Saved entries:
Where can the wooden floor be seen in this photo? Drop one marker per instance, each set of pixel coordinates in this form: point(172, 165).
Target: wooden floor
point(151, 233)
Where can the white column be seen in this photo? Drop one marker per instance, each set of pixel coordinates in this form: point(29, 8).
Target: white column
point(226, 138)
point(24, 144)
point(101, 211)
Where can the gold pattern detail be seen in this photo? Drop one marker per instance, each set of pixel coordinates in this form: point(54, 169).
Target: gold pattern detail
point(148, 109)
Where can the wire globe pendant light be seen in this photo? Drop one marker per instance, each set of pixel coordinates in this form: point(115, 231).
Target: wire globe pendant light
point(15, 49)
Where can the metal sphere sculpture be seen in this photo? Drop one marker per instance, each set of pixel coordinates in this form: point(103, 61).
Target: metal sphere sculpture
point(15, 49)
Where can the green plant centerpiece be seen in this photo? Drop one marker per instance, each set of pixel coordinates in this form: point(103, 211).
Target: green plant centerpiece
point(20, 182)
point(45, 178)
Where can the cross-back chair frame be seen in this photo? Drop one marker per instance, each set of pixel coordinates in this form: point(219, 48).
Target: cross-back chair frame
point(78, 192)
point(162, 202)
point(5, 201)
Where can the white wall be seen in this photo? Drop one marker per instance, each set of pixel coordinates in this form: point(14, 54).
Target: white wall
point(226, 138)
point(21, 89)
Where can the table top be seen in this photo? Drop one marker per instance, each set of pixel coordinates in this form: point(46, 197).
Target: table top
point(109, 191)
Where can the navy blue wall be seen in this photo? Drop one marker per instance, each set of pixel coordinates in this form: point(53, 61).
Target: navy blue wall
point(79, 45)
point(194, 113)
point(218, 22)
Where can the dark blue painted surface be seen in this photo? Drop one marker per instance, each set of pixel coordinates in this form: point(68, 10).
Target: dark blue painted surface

Work request = Please give back only the lines between the first line of the entries and the line with "Where can the gold", both ends included, word for word.

Output of the task =
Where can the wooden floor be seen in this photo? Drop one marker per instance, each set of pixel coordinates in this form: point(172, 165).
Target: wooden floor
point(151, 233)
Where can the white column be seen in this photo? Drop one marker per instance, each set of pixel coordinates in this form: point(29, 8).
Target: white column
point(226, 138)
point(24, 144)
point(101, 211)
Where can the gold pattern detail be seen in this photo? Drop one marker per instance, each set of pixel coordinates in this form: point(54, 169).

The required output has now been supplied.